• [WHAT THIS TASK INVOLVES]
Every record below, from first to last: print it exactly as shown.

Segment Open

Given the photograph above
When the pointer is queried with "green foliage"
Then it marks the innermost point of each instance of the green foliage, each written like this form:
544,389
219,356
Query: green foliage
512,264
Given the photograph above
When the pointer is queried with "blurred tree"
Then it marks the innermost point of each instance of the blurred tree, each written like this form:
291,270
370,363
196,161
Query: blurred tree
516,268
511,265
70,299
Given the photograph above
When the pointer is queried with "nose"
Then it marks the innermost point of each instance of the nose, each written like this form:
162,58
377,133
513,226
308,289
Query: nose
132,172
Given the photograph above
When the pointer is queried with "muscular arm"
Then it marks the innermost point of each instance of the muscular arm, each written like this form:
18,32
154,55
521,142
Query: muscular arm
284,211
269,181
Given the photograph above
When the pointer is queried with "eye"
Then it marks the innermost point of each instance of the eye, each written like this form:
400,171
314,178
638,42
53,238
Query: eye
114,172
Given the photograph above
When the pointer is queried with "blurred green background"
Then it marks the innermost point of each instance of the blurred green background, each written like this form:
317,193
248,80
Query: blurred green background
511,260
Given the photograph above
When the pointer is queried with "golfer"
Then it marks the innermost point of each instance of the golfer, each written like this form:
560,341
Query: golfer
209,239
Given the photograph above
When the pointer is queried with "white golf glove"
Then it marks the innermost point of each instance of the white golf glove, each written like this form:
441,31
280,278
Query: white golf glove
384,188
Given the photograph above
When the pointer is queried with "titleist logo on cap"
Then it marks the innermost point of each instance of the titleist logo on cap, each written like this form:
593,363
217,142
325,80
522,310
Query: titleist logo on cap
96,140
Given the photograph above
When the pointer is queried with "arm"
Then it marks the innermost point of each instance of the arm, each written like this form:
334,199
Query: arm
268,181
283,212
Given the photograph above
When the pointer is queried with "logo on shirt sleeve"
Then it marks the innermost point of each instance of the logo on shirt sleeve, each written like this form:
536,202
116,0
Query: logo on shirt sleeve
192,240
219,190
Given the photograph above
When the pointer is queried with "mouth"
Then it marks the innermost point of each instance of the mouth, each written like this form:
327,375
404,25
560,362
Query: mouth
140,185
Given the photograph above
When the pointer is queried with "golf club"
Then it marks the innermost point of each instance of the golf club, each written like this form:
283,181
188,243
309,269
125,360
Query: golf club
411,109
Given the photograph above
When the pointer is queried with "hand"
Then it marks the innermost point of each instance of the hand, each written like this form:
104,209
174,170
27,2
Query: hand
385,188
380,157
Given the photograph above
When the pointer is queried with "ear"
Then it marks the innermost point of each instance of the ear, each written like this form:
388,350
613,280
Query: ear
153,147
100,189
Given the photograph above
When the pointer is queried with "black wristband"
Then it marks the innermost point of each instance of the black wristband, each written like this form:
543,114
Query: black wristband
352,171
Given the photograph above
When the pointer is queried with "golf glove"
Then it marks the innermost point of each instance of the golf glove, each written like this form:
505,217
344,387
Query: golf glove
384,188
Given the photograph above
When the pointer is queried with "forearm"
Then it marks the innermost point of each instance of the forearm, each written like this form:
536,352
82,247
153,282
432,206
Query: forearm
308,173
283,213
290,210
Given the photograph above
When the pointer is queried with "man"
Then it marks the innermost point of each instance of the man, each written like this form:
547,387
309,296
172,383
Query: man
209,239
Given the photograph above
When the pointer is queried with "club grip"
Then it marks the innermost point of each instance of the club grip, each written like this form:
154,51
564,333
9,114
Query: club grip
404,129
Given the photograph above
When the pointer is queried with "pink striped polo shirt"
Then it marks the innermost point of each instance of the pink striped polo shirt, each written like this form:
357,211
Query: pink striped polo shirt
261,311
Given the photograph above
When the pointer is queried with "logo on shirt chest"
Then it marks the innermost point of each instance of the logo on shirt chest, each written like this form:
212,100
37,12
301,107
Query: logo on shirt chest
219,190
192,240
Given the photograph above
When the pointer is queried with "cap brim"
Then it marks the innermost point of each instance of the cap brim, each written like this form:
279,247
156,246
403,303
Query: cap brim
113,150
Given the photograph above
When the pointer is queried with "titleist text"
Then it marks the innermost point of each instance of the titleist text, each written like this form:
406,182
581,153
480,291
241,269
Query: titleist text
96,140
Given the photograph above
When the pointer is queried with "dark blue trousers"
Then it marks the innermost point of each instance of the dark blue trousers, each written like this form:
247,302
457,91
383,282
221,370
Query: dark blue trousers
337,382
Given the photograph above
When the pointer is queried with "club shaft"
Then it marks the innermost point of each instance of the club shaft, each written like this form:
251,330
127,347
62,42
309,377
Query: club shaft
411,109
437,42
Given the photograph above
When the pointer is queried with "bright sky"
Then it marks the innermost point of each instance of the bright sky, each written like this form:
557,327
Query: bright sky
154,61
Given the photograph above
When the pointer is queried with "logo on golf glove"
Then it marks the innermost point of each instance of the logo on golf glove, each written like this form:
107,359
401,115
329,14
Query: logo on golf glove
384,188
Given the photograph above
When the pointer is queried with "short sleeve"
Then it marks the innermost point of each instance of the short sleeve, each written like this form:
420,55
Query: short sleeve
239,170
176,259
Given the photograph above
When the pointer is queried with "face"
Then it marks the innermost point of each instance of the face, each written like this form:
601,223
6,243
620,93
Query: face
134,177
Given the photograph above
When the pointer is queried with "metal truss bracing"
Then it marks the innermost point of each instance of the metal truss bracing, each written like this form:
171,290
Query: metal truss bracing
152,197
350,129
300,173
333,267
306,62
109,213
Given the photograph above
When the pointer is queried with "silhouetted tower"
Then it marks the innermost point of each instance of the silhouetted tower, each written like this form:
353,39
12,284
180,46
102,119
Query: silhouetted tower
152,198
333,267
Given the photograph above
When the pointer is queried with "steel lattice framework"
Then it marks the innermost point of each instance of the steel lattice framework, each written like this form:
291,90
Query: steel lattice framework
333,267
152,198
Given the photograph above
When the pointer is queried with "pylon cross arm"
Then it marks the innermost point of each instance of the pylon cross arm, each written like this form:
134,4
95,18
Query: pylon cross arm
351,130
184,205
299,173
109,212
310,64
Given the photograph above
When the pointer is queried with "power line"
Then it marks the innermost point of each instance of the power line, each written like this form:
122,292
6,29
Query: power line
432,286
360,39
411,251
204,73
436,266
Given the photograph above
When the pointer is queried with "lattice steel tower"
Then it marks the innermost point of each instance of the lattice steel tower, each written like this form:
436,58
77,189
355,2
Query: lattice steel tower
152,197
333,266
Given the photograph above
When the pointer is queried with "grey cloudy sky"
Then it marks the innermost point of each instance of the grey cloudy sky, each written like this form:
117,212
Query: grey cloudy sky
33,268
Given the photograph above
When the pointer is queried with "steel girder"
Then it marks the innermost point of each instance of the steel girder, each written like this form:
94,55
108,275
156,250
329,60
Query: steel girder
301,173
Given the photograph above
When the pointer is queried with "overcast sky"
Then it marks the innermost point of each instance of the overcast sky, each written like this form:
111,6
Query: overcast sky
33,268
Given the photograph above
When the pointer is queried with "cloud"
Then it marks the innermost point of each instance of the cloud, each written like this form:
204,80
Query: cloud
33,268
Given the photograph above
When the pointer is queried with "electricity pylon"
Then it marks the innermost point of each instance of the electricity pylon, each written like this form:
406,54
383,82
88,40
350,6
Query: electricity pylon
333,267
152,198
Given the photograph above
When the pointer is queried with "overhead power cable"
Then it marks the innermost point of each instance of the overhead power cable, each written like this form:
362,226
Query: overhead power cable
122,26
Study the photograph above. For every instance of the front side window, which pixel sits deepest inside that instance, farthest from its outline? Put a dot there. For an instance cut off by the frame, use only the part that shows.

Segment Closed

• [TASK RESPONSE]
Given the photograph above
When the pointer is queried with "green foliage"
Then it marks the innermost point of each instance of the green foliage, each written like this form:
544,389
219,356
Query: green foliage
512,264
Given the photograph above
When the pointer is queried with "blurred tree"
Then it marks the innermost point of each instance of the blurred tree, each written like this form:
291,270
370,363
196,161
Query: blurred tree
516,268
511,265
70,299
Given the photograph above
When the pointer is queried with "nose"
Then it marks the innermost point of each instance of the nose, each written like this form:
162,58
377,133
513,226
308,289
Query: nose
132,172
Given the photograph above
When the pointer is queried with "muscular arm"
Then it marks the innermost point of each instance of the muscular arm, each written like this form:
18,32
154,55
521,142
Query: muscular arm
284,211
269,181
Given the photograph above
When the pointer is queried with "eye"
Then it marks the innermost point of each instance of the eye, each written like this form:
400,171
314,178
638,42
53,238
Query: eye
114,172
Given the photograph above
When the pointer is queried with "blurred green background"
Then it marks the innermost point of each instance of the blurred green background, each written like this form:
317,193
248,80
Query: blurred green background
511,260
Given the photograph above
When the pointer is queried with "golfer"
Then it marks the innermost point of each instance of the golfer, each written like this form:
560,341
Query: golfer
209,239
Given the photograph above
When the pointer is queried with "white golf glove"
Then it marks the innermost point of each instance of the white golf glove, each written like this form:
441,31
280,278
Query: white golf glove
384,188
Given the photograph above
When the pointer is queried with "titleist logo on cap"
Then it marks the innermost point of each instance of the titleist logo on cap, each written like this form:
593,363
217,142
325,80
522,310
Query: titleist logo on cap
96,140
Given the photograph above
When the pointer is queried with "arm"
Then it marks the innermost point of each instance of the arm, each written like this form:
334,199
Query: arm
268,181
283,212
Given the photograph above
When the pointer is queried with "logo on shirt sleeve"
Then it marks the innermost point of each instance of the logo on shirt sleeve, each written like this form:
536,202
116,0
Query: logo on shirt sleeve
192,240
219,190
Given the photograph above
When the pointer is queried with "mouth"
Then it marks the innermost point of each instance of the mouth, each written like this form:
327,375
404,25
560,362
Query: mouth
140,185
Given the photograph above
When the pointer is queried with "golf club"
Then it marks the innermost point of each instance of the golf club, each written like this form:
283,181
188,243
309,269
125,360
Query: golf club
411,109
Given the photograph above
When the pointer is queried with "hand"
Then it marks the innermost point of each instance of the hand, each written like this form:
104,209
174,170
27,2
Query: hand
385,188
380,157
Given the photograph above
When the pointer is queried with "ear"
Then it marks the innermost point of each instance of the ear, each written like this form:
388,350
613,280
Query: ear
153,147
100,189
Given the photograph above
When the pointer is queried with "black wristband"
Then it marks the innermost point of each instance of the black wristband, each written like this form:
543,114
Query: black wristband
352,171
Given the photograph above
When the pointer is queried with "golf glove"
Then it marks the innermost point of each instance of the golf glove, each written like this form:
505,217
344,387
Query: golf glove
384,188
Given the photograph above
When the pointer is queried with "forearm"
Then it marks the innermost point of each instance of the forearm, each written like this form:
536,352
82,247
153,282
432,206
Query: forearm
308,173
283,213
290,210
Given the photograph above
When the pointer is queried with "man"
Then it marks the innermost point of each instance of the man, each written like this form:
547,387
309,296
172,383
Query: man
209,239
Given the photograph above
When the pointer is queried with "club grip"
Then it marks the innermost point of each instance of the club grip, each written like this form:
154,51
564,333
9,114
Query: club grip
404,129
Given the photograph above
When the pointer is queried with "pink striped polo shirt"
Then it marks the innermost point of each instance of the pink striped polo shirt, each written like this form:
357,211
Query: pink striped polo shirt
261,311
Given the photograph above
When the pointer is queried with "logo on shirt chest"
Then it marks the innermost point of each instance of the logo on shirt chest, each written like this form:
212,100
37,12
301,107
Query: logo on shirt chest
219,190
192,240
Given the photograph above
When the pointer is queried with "cap brim"
Then it marks the innermost point of each instance of the cap brim, each written like this form:
279,247
156,246
403,303
Query: cap brim
113,150
Given the photograph above
When the pointer is queried with "titleist text"
Then it marks the innermost point of each instance of the titleist text, each written like this form:
406,182
581,153
480,291
241,269
Query: titleist text
96,140
Given the photograph above
When the pointer is queried with "dark blue trousers"
Then it marks the innermost point of each instance of the dark blue trousers, each written like this form:
247,302
457,91
383,282
221,370
Query: dark blue trousers
337,382
Given the photograph above
When the pointer is queried with "club shaft"
Then it marks the innermost point of each instance of the club shaft, each written like this form:
251,330
127,347
62,42
309,377
Query: club shaft
411,109
437,42
Given the photograph above
When the pointer is queried with "bright sky"
Then it marks the innermost point of each instance of the bright sky, each written like this form:
557,327
Query: bright sky
154,61
Given the photograph above
When the pointer is queried with "logo on golf glove"
Then it marks the innermost point of each instance of the logo on golf glove, each written like this form:
107,359
401,115
329,14
Query: logo on golf glove
384,188
Given the photograph above
When the pointer is queried with "short sleeve"
Then it marks the innermost point of each instance of the short sleeve, each written like this form:
420,55
Query: short sleeve
239,170
176,259
Given the photograph above
When the pointer is queried with "face"
Then it marks the innermost point of each instance of the face, each written like this form:
601,223
6,243
620,93
Query: face
134,177
Given the photograph above
When the pointer is queried with "metal truss bracing"
Then it marks the innermost point of each instance of the metal truss bracing, each written like this form:
171,290
Query: metal truss bracing
152,197
350,129
300,173
333,267
306,62
109,213
Given the photograph above
When the pointer is queried with "silhouetted tower"
Then it marks the innermost point of each instance of the silhouetted tower, each written like this form:
353,39
12,284
180,46
102,119
Query: silhouetted tower
152,198
333,267
Given the photograph above
When the pointer is queried with "steel lattice framework"
Then it marks the innermost point of each instance of the steel lattice framework, each written like this form:
291,90
Query: steel lattice framework
333,267
152,198
Given the photograph above
When the pointer is queried with "pylon cross arm"
Then it marks the innermost point of each instance of the pylon cross arm, each written like this form:
134,4
95,18
Query: pylon cross arm
351,130
184,205
299,173
109,212
310,64
Given the photograph above
When the pointer is queried with "power line"
Then it marks the innermost point of each instance of the power line, each written like this form:
122,292
6,29
Query: power line
432,286
360,39
411,251
204,73
436,266
Given the photograph above
When the pointer is queried with "lattice steel tower"
Then it marks the innermost point of each instance of the lattice steel tower, each written like this form:
436,58
77,189
355,2
Query: lattice steel tower
152,197
333,266
Given the photograph above
When the pointer is queried with "grey cloudy sky"
Then it marks the innermost point of each instance of the grey cloudy sky, each written like this form:
117,212
Query: grey cloudy sky
33,268
Given the photograph above
When the pointer is queried with "steel girder"
Then it marks the innermost point of each instance of the steel girder, each written like this form:
94,55
108,275
156,250
329,60
Query: steel girder
301,173
Given the photograph above
When the pointer is queried with "overcast sky"
Then it marks the innermost point of each instance of the overcast sky, each written like this form:
111,6
Query: overcast sky
33,268
Given the photograph above
When the pointer is queried with "cloud"
Then it marks the innermost point of each instance of the cloud, each written like this form:
204,80
Query: cloud
33,268
Given the photograph above
When the pointer is queried with "electricity pylon"
Then it marks the innermost point of each instance of the electricity pylon, each written like this form:
406,54
383,82
88,40
350,6
Query: electricity pylon
333,267
152,198
Given the photograph above
When the pointer is queried with "overhead power cable"
Then it marks the innermost point of each instance of the overhead power cable, each written like this form:
362,226
Query: overhead power cable
122,26
Study the photograph above. For every instance of the front side window, which pixel sits deepest inside that instance, farthest from its outline? Put a dot there. For an instance cut off by the frame, use only the part that shows.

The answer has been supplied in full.